Exercise materials >>
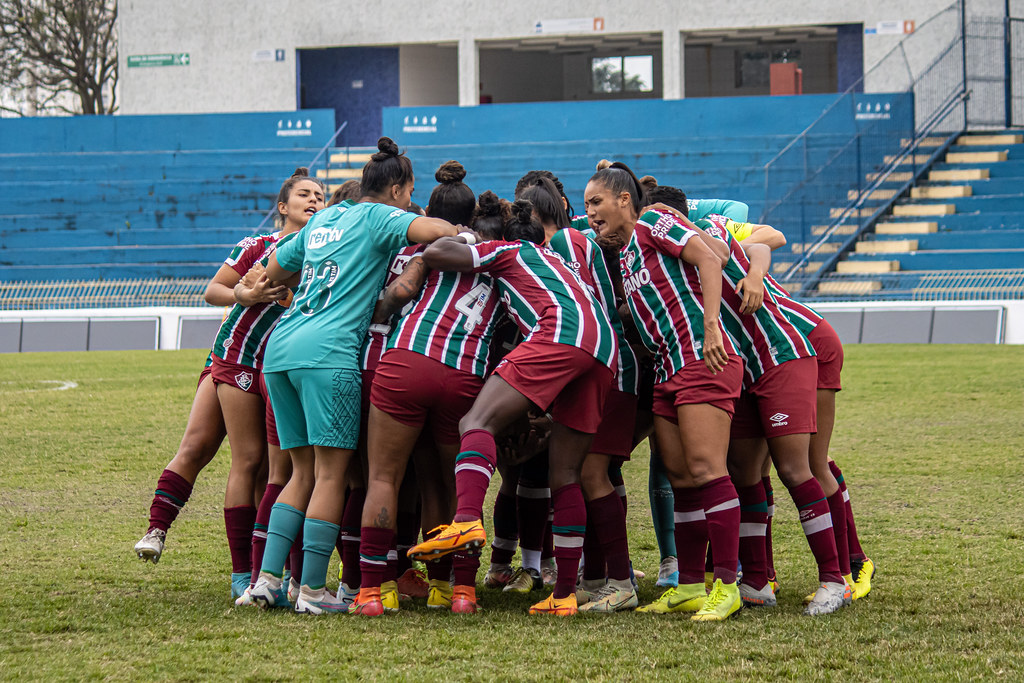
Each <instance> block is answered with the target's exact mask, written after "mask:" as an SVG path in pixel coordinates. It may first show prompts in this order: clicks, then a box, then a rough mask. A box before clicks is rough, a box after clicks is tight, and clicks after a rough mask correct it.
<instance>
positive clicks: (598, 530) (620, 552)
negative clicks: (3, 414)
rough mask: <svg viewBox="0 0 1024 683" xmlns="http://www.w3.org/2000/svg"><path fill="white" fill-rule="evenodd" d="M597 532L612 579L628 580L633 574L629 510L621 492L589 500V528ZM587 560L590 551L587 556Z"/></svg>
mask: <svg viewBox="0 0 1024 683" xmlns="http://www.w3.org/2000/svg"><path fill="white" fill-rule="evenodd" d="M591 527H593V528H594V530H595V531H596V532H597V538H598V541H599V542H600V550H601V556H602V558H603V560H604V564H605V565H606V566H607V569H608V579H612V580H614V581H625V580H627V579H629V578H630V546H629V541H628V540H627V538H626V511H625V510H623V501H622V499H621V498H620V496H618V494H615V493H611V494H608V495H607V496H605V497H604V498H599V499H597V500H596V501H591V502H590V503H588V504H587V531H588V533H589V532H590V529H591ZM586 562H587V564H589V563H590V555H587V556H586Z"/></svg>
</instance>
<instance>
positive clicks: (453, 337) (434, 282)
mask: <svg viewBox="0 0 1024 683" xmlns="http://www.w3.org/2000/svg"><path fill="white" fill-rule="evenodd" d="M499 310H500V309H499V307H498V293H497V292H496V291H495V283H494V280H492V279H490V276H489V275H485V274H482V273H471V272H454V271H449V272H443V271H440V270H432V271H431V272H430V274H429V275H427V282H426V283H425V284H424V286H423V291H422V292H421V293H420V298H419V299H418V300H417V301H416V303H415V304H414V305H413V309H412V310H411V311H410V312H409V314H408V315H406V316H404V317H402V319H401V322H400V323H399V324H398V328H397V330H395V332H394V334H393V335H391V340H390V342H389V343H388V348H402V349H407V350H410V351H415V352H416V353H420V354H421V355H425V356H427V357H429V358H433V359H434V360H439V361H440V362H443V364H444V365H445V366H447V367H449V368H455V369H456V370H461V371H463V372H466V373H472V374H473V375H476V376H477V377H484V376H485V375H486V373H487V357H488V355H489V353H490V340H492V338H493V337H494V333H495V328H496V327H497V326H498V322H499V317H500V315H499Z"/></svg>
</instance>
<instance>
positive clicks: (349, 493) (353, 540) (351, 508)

Problem to solve >>
Type the material out again exactly. Skip the pictures.

Your response >>
Each <instance> block is answered with the target's exact mask, written after "mask:" as an SVG path in pixel coordinates. It may first show prompts in this order: clicks, then a box, then a rough mask. A box before clicks is rough, a box after clicks is tight, and clicks after a rough mask correct it.
<instance>
positive clicks: (598, 530) (620, 552)
negative clicks: (3, 414)
rough mask: <svg viewBox="0 0 1024 683" xmlns="http://www.w3.org/2000/svg"><path fill="white" fill-rule="evenodd" d="M597 532L612 579L628 580L633 574L629 510L621 492L589 500V528ZM587 560L590 551L587 556Z"/></svg>
mask: <svg viewBox="0 0 1024 683" xmlns="http://www.w3.org/2000/svg"><path fill="white" fill-rule="evenodd" d="M591 527H593V528H594V530H595V531H596V532H597V538H598V541H599V542H600V550H601V556H602V558H603V560H604V564H605V565H606V566H607V569H608V579H612V580H614V581H625V580H627V579H629V578H630V546H629V541H628V540H627V538H626V511H625V510H623V501H622V499H621V498H620V496H618V494H615V493H611V494H608V495H607V496H605V497H604V498H599V499H597V500H596V501H591V502H590V503H588V504H587V531H588V533H589V532H590V529H591ZM586 562H587V564H589V563H590V555H587V556H586Z"/></svg>
</instance>
<instance>
positive clicks: (453, 337) (434, 282)
mask: <svg viewBox="0 0 1024 683" xmlns="http://www.w3.org/2000/svg"><path fill="white" fill-rule="evenodd" d="M499 310H500V309H499V307H498V293H497V292H496V291H495V283H494V280H492V279H490V276H489V275H485V274H482V273H471V272H454V271H449V272H443V271H440V270H432V271H431V272H430V274H429V275H427V282H426V283H425V284H424V286H423V291H422V292H421V293H420V298H419V299H418V300H417V301H416V303H415V304H414V305H413V309H412V310H411V311H410V312H409V314H408V315H406V316H404V317H402V319H401V322H400V323H399V324H398V328H397V330H395V332H394V334H393V335H391V340H390V342H389V343H388V348H402V349H407V350H410V351H415V352H416V353H420V354H421V355H425V356H427V357H429V358H433V359H434V360H439V361H440V362H443V364H444V365H445V366H447V367H449V368H455V369H456V370H461V371H463V372H466V373H472V374H473V375H476V376H477V377H484V376H485V375H486V373H487V357H488V355H489V353H490V340H492V338H493V337H494V333H495V328H496V327H497V326H498V322H499V317H500V315H499Z"/></svg>
</instance>
<instance>
positive clicks: (349, 493) (353, 540) (351, 508)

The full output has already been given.